*DOCUMENT EXCERPT*.
2015 Financial Results

Sales growth of 12.4% and adjusted EBITDA increased by 3.7%

Net profit up 36%

Record performance in EMEA and Sports

Highlights

Net Sales for the full year reached €2,715m, an increase of +12.4% vs. 2014, thanks primarily to the addition of acquisitions, which accounted for +9.0% (mostly Desso), and to favorable exchange rates outside of the CIS (+7.2%), partly offset by a sizeable negative effect of currencies in the CIS (net of selling price increases) of -€83m (-3.4%). Organically, sales were stable (-0.3%).  The EMEA and Sports segments continued on a very good pace in H2, and North America is recovering, with a positive organic growth in the second half of the year. On the opposite, the slowdown of the CIS economies heavily impacted volumes and product mix, leading to a negative organic growth of -13.1% in the CIS, APAC and LATAM reporting segment.

The Group delivered an adjusted EBITDA of €285m vs. €275m in 2014, i.e. +3.7%. The adjusted EBITDA margin increased in all segments, except CIS. In this region the margin suffered from the decline of sales volumes and from the weakness of the ruble, but remained above Group average. Thanks to the excellent performance in the other segments the margin decrease at Group level was contained to -90 bps. The adjusted EBITDA margin reached record levels in EMEA and Sports, and increased by 120 bps in North America. All geographies benefited from gains on raw material prices. Lastly the addition of Desso had also a positive impact on the consolidated margin.

The net profit attributable to owners of the Company amounted to €83m, or €1.31 per share, versus €61m, or €0.96 per share, in 2014.

Commenting on the financial results, Michel Giannuzzi, CEO of Tarkett, declared:

“We are proud to report growing results thanks to an increased profitability in all regions except the CIS countries, which were affected by an unfavorable macro-economic environment. In addition to the record performance of EMEA and Sports, our North American Division showed in the second-half that it is now on the path to profitable growth.

*EXTRACTED RECORDS*.
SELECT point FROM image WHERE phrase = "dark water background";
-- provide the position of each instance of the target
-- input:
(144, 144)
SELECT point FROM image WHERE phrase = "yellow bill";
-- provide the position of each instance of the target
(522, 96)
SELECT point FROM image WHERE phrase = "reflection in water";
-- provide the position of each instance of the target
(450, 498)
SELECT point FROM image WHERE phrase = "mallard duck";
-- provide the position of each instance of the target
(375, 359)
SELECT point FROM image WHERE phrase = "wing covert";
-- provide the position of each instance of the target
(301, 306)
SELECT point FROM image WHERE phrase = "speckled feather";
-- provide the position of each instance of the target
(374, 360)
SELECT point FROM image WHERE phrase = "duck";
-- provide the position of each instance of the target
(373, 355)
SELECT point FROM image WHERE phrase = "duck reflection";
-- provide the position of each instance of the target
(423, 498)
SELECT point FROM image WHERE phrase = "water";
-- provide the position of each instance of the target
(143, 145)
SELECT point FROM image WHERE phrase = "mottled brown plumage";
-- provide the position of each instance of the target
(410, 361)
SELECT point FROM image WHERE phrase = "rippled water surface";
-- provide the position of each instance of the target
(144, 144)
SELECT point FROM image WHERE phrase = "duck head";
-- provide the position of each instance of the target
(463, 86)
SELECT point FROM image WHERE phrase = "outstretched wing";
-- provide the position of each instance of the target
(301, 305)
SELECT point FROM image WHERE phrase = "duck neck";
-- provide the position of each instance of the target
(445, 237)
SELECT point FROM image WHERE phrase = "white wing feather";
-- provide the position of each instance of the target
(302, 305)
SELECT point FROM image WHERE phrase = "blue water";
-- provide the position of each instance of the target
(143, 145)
==
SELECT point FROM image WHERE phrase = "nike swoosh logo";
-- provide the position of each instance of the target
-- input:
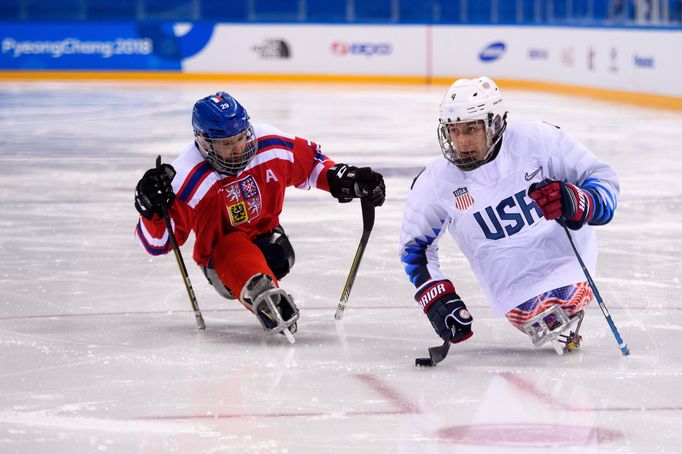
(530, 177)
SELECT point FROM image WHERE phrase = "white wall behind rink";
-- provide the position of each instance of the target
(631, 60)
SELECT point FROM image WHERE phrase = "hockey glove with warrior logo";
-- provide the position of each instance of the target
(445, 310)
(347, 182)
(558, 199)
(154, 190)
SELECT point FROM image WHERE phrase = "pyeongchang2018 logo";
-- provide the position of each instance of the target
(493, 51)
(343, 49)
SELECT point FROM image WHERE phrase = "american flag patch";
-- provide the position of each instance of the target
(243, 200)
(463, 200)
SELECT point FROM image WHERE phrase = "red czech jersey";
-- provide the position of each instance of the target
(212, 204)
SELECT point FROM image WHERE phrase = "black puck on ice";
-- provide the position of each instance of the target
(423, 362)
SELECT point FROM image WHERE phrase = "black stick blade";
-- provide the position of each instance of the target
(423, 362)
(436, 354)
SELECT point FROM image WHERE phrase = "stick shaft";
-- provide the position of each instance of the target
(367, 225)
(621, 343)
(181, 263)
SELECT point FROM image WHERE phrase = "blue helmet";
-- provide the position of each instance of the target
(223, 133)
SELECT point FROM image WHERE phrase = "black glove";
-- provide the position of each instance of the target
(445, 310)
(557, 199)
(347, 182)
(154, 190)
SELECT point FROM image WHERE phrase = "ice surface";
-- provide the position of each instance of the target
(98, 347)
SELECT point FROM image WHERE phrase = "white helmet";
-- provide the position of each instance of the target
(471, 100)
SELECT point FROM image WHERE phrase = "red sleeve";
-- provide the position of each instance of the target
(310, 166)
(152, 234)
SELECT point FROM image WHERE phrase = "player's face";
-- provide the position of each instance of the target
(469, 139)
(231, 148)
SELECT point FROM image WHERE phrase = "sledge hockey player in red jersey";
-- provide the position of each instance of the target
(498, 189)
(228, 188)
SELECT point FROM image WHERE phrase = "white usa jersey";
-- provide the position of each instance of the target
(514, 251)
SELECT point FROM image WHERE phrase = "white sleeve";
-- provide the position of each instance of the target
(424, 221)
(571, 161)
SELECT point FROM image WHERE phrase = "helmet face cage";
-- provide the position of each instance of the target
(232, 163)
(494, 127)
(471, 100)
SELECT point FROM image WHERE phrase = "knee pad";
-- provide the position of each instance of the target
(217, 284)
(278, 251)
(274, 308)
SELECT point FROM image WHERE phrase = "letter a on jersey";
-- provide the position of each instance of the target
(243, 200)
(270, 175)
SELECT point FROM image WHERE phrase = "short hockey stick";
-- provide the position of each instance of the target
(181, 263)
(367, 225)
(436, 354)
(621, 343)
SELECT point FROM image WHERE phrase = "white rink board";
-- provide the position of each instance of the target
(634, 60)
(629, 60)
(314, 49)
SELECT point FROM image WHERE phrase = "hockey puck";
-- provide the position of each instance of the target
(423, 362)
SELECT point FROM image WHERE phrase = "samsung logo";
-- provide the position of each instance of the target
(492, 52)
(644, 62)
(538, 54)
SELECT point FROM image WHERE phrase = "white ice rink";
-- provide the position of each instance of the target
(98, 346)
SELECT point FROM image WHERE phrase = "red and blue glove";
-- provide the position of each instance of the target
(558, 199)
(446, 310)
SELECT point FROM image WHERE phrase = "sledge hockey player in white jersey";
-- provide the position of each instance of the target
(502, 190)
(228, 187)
--
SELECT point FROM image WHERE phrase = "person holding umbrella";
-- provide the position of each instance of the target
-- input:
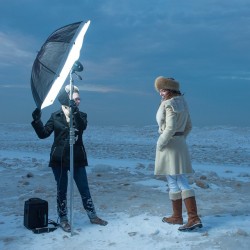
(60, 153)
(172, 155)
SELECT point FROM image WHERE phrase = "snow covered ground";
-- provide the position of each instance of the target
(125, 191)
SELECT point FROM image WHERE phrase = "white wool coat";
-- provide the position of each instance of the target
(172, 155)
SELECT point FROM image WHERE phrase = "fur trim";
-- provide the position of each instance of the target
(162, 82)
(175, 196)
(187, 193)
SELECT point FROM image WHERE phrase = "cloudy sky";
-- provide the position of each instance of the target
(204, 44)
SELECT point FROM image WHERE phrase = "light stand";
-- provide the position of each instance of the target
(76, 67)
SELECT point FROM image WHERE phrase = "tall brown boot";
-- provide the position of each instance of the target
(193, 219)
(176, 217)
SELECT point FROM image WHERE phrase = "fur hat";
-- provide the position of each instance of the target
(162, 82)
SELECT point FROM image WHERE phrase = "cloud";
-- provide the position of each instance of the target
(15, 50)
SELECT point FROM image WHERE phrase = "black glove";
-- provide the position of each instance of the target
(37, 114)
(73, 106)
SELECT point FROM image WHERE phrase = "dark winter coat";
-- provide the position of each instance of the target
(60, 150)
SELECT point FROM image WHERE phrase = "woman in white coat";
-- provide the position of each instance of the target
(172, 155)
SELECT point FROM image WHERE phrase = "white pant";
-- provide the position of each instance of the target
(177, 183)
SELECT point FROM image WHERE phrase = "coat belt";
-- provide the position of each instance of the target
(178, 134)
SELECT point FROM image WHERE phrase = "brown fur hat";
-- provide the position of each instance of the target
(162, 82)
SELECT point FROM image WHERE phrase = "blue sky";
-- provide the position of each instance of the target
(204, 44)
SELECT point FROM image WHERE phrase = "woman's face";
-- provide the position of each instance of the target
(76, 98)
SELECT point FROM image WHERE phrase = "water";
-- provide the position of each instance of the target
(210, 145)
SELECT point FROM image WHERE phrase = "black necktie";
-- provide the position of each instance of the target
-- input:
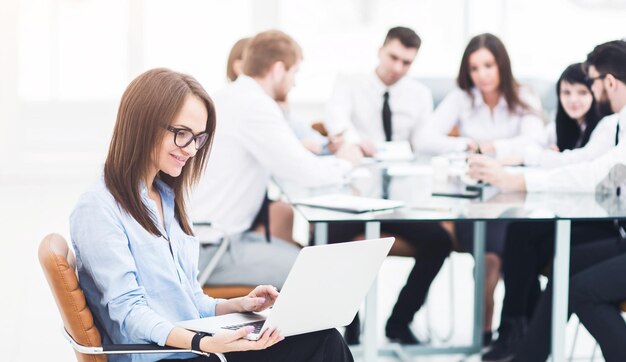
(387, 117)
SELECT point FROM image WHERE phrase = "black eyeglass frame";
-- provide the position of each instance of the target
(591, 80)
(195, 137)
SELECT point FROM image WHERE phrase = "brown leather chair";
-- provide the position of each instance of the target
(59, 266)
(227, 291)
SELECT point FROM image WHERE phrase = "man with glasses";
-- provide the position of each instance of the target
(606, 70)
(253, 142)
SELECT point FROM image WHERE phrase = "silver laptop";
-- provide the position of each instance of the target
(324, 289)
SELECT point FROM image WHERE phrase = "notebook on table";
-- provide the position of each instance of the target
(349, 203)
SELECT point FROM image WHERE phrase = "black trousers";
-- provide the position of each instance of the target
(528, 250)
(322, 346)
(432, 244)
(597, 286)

*WRITTEN EXERCISE*.
Decide whether each statement agrees with the 2015 financial results, answering yes or no and quoting the deciding words: 1. Organically, sales were roughly flat for the year. 2. The adjusted EBITDA margin in the CIS fell below the Group average. 3. Net profit attributable to owners of the Company came to €1.31 per share.

*COMPLETE RESPONSE*.
1. Yes: "Organically, sales were stable (-0.3%)."
2. No: "but remained above Group average."
3. Yes: "amounted to €83m, or €1.31 per share"